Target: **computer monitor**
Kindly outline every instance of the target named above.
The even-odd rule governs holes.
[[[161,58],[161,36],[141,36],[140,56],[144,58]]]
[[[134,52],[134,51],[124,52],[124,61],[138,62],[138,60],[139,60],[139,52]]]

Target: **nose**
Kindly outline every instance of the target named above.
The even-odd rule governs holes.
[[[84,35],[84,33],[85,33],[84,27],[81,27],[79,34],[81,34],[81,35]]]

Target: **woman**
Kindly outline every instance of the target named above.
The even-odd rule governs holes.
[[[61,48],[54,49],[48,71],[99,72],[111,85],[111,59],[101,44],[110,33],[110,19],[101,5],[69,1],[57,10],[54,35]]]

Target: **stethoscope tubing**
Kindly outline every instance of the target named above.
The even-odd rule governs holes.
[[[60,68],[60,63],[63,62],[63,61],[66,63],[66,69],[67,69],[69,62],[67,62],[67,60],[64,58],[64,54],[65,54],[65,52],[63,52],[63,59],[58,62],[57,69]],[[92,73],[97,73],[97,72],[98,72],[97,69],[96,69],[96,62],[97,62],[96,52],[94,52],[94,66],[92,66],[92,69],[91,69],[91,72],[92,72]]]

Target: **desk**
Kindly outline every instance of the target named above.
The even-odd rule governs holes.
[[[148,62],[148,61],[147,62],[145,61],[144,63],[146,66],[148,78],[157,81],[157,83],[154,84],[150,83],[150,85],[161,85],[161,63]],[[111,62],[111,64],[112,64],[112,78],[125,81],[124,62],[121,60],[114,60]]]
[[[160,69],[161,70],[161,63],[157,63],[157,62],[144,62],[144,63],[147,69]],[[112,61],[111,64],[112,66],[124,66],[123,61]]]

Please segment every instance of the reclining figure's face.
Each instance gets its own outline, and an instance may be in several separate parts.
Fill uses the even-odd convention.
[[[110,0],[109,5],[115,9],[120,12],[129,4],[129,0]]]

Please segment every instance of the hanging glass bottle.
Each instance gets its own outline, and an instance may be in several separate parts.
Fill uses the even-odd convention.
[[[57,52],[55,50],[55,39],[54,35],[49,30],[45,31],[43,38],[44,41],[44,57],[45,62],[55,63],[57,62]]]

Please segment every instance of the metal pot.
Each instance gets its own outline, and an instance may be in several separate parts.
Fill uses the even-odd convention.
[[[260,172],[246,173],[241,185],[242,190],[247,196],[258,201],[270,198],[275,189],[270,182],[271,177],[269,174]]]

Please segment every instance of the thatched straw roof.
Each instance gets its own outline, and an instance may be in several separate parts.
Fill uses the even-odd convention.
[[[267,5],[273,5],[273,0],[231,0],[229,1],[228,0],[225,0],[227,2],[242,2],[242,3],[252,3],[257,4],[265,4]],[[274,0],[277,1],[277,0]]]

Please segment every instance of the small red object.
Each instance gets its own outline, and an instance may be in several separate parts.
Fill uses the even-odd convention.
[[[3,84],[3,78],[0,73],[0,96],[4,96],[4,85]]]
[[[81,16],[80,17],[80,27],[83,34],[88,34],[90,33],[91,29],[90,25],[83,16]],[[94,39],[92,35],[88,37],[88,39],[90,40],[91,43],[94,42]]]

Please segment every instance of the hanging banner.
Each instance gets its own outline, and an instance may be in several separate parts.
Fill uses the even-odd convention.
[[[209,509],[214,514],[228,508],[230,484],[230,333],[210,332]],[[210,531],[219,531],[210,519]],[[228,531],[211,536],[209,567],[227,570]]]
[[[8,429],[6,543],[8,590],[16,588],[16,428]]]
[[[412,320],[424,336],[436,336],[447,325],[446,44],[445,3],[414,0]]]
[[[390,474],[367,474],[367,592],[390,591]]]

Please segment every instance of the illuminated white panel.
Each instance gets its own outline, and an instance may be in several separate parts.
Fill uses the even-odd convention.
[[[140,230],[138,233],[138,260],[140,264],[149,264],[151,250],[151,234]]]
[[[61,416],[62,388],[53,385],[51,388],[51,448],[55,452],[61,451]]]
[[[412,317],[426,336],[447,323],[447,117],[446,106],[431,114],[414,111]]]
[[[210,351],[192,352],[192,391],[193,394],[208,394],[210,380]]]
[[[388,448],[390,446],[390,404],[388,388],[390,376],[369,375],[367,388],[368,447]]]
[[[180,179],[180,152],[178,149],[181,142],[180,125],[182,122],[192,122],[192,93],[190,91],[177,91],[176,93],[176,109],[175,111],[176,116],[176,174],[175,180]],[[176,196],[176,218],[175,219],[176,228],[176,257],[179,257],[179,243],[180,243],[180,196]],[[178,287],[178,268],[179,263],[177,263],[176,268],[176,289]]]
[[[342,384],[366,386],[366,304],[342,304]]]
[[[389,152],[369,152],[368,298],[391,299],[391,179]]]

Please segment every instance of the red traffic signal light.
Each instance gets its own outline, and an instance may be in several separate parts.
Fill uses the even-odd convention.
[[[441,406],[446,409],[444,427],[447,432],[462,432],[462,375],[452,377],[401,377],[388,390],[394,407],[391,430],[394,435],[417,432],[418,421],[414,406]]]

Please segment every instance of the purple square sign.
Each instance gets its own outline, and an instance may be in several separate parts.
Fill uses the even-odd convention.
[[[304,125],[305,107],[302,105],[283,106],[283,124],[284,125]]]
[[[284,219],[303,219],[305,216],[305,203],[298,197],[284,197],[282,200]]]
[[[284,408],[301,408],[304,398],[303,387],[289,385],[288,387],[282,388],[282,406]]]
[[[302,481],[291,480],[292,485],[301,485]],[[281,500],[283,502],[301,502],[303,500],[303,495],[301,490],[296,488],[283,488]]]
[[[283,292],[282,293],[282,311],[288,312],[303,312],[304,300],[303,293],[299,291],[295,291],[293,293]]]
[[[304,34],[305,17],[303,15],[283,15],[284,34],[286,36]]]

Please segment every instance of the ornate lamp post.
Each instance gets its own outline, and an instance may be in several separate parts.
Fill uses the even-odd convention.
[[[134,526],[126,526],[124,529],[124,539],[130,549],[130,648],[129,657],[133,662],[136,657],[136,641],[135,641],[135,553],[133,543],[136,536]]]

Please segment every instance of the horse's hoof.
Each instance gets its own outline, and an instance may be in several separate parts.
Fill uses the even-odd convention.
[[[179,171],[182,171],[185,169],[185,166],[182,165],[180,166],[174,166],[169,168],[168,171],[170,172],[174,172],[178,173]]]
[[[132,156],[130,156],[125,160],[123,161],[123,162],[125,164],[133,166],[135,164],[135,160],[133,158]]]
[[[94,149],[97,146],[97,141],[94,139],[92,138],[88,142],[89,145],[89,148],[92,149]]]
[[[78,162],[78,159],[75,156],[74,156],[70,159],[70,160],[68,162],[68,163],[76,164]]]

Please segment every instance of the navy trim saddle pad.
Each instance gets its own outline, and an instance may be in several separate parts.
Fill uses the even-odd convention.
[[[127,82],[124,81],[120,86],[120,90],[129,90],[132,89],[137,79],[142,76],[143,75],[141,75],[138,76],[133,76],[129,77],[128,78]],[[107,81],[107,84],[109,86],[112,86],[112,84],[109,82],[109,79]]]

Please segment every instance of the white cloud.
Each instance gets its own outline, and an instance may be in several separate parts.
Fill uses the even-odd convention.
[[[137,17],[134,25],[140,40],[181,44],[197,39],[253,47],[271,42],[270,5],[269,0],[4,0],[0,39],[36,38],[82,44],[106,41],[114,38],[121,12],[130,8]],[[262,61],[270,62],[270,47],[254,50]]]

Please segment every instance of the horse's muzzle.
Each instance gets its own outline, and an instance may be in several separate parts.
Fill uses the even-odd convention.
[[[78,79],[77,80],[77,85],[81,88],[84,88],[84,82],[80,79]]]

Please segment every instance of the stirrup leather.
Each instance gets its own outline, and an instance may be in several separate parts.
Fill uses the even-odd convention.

__Set task__: Copy all of the records above word for word, including every line and every coordinate list, with nothing changed.

__Output of the exercise__:
Target: **computer monitor**
Kindly outline every instance of the target named above.
The even-odd rule governs holes.
[[[161,58],[161,36],[141,36],[140,56],[144,58]]]
[[[134,52],[134,51],[124,52],[124,61],[138,62],[138,60],[139,60],[139,52]]]

Target: **nose**
Kindly outline every instance of the target named above.
The even-odd rule governs holes.
[[[84,35],[84,33],[85,33],[84,27],[81,27],[79,34],[81,34],[81,35]]]

Target: **woman**
Kindly outline every instance of the target named above.
The even-odd rule governs holes.
[[[61,48],[54,49],[48,71],[99,72],[111,85],[111,59],[101,44],[110,33],[110,19],[101,5],[69,1],[57,10],[54,35]]]

Target: **stethoscope tubing**
Kindly outline every instance of the target named above.
The even-odd rule governs holes.
[[[60,68],[60,63],[63,62],[63,61],[66,63],[66,69],[67,69],[69,62],[67,62],[67,60],[64,58],[64,54],[65,54],[65,52],[63,52],[63,59],[58,62],[57,69]],[[92,73],[97,73],[97,72],[98,72],[97,69],[96,69],[96,62],[97,62],[96,52],[94,52],[94,66],[92,66],[92,69],[91,69],[91,72],[92,72]]]

Target: **desk**
Kindly outline every instance of the target named above.
The even-odd rule governs holes.
[[[148,62],[148,61],[147,62],[145,61],[144,63],[146,66],[148,78],[157,81],[157,83],[154,84],[150,83],[150,85],[161,85],[161,63]],[[111,62],[111,64],[112,64],[112,78],[125,81],[124,62],[121,60],[114,60]]]
[[[160,69],[161,70],[161,63],[157,63],[157,62],[144,62],[144,63],[147,69]],[[112,61],[111,64],[112,66],[124,66],[123,61]]]

Please segment every instance of the reclining figure's face.
Each instance gets its own outline, and an instance may be in several separate parts.
Fill uses the even-odd convention.
[[[110,0],[109,5],[115,9],[120,12],[129,4],[129,0]]]

Please segment every instance of the hanging glass bottle.
Each instance gets its own outline, and an instance may be in several separate parts.
Fill uses the even-odd convention.
[[[57,52],[55,50],[55,39],[54,35],[49,30],[45,31],[43,38],[44,41],[44,57],[45,62],[55,63],[57,62]]]

Please segment every instance of the metal pot.
Each instance gets its own outline, and an instance may be in several separate parts.
Fill uses the even-odd convention.
[[[260,172],[246,173],[241,185],[242,190],[247,196],[258,201],[270,198],[275,189],[270,182],[271,177],[269,174]]]

Please segment every instance of the thatched straw roof.
Each instance gets its own outline, and an instance may be in several separate parts.
Fill uses the even-odd convention.
[[[267,5],[273,5],[273,0],[231,0],[229,1],[228,0],[225,0],[227,2],[242,2],[242,3],[252,3],[257,4],[265,4]],[[274,0],[277,1],[277,0]]]

Please segment every instance of the small red object.
Each instance gets its own outline, and an instance may be in several separate parts.
Fill uses the even-odd convention.
[[[3,84],[3,78],[0,73],[0,96],[4,96],[4,85]]]
[[[81,16],[80,17],[80,27],[83,34],[88,34],[90,33],[91,29],[90,25],[83,16]],[[94,39],[92,35],[88,37],[88,39],[90,40],[91,43],[94,42]]]

Please segment every instance of the hanging banner.
Each instance gets its own outline, and an instance may be in several separate parts.
Fill uses the even-odd convention.
[[[209,509],[214,514],[228,508],[230,484],[230,333],[210,332]],[[210,531],[219,531],[210,519]],[[228,531],[211,536],[209,567],[227,570]]]
[[[8,429],[6,543],[8,590],[16,588],[16,428]]]
[[[412,320],[424,336],[436,336],[447,325],[446,44],[445,3],[414,0]]]
[[[390,474],[367,474],[367,592],[390,591]]]

Please segment every instance of the illuminated white panel.
Each instance gets its own outline, and an instance may be in several separate parts.
Fill uses the even-odd convention.
[[[140,230],[138,233],[138,260],[140,264],[149,264],[151,250],[151,234]]]
[[[61,416],[62,388],[53,385],[51,388],[51,448],[55,452],[61,451]]]
[[[412,317],[426,336],[447,323],[447,117],[446,106],[431,114],[414,111]]]
[[[210,351],[192,352],[192,391],[193,394],[208,394],[210,380]]]
[[[388,448],[390,446],[390,404],[388,388],[390,376],[369,375],[367,388],[368,447]]]
[[[180,179],[180,152],[178,149],[181,142],[180,125],[182,122],[192,122],[192,93],[190,91],[177,91],[176,93],[176,109],[175,111],[176,116],[176,174],[175,180]],[[176,196],[176,218],[175,219],[176,228],[176,257],[179,257],[179,243],[180,243],[180,196]],[[178,287],[178,268],[179,263],[177,263],[176,268],[176,289]]]
[[[342,384],[366,386],[366,304],[342,304]]]
[[[389,152],[369,152],[368,298],[391,299],[391,179]]]

Please segment every instance of the red traffic signal light.
Each instance gets its own outline, and an instance may be in several separate parts.
Fill uses the even-odd convention.
[[[441,406],[446,409],[444,427],[447,432],[462,432],[462,375],[452,377],[401,377],[388,390],[394,407],[391,430],[394,435],[417,432],[418,421],[414,406]]]

Please segment every instance of the purple square sign.
Each instance gets its own outline, and an instance may be in several separate parts.
Fill uses the even-odd convention.
[[[304,125],[305,107],[302,105],[283,106],[283,124],[284,125]]]
[[[284,219],[303,219],[305,216],[305,203],[298,197],[284,197],[282,200]]]
[[[284,408],[301,408],[304,398],[303,387],[289,385],[288,387],[282,388],[282,406]]]
[[[302,481],[291,480],[292,485],[301,485]],[[281,500],[283,502],[301,502],[303,500],[303,495],[301,490],[296,488],[283,488]]]
[[[283,292],[282,293],[282,311],[288,312],[303,312],[304,300],[303,293],[299,291],[295,291],[293,293]]]
[[[304,34],[305,17],[303,15],[283,15],[284,34],[286,36]]]

Please segment every instance of the ornate lamp post.
Each instance gets its own outline, and an instance may be in several separate parts.
Fill uses the even-odd convention.
[[[134,526],[126,526],[124,529],[124,539],[130,549],[130,648],[129,657],[133,662],[136,657],[136,641],[135,641],[135,553],[133,543],[136,536]]]

Please segment every instance of the horse's hoof.
Each instance gets its own outline, and an instance may be in several separate parts.
Fill uses the even-odd convention.
[[[179,171],[182,171],[185,169],[185,166],[182,165],[180,166],[174,166],[169,168],[168,171],[170,172],[174,172],[178,173]]]
[[[132,156],[130,156],[125,160],[123,161],[123,162],[125,164],[133,166],[135,164],[135,160],[133,158]]]
[[[94,149],[97,146],[97,141],[94,139],[92,138],[88,142],[89,145],[89,148],[92,149]]]
[[[78,162],[78,159],[75,156],[74,156],[70,159],[70,160],[68,162],[68,163],[76,164]]]

Please segment every instance of the navy trim saddle pad.
Each instance gets its own outline, and an instance may be in several separate parts.
Fill uses the even-odd convention.
[[[127,82],[124,81],[120,86],[120,90],[129,90],[132,89],[137,79],[142,76],[143,75],[141,75],[138,76],[133,76],[129,77],[128,78]],[[107,81],[107,84],[109,86],[112,86],[112,84],[109,82],[109,79]]]

Please segment every instance of the white cloud.
Each instance gets its own outline, and an instance may be in several separate parts.
Fill uses the even-odd convention.
[[[137,17],[134,25],[140,40],[181,44],[197,39],[253,47],[271,42],[270,5],[269,0],[4,0],[0,39],[36,38],[82,44],[106,41],[114,38],[121,12],[130,8]],[[262,61],[270,62],[270,47],[254,50]]]

Please segment every instance of the horse's muzzle.
Each instance gets its own outline, and an instance may be in several separate parts.
Fill uses the even-odd convention.
[[[78,79],[77,80],[77,85],[81,88],[84,88],[84,82],[80,79]]]

Please segment every instance of the stirrup leather.
Each instance gets its own outline, and an instance may be in several separate parts.
Fill uses the even-odd convention.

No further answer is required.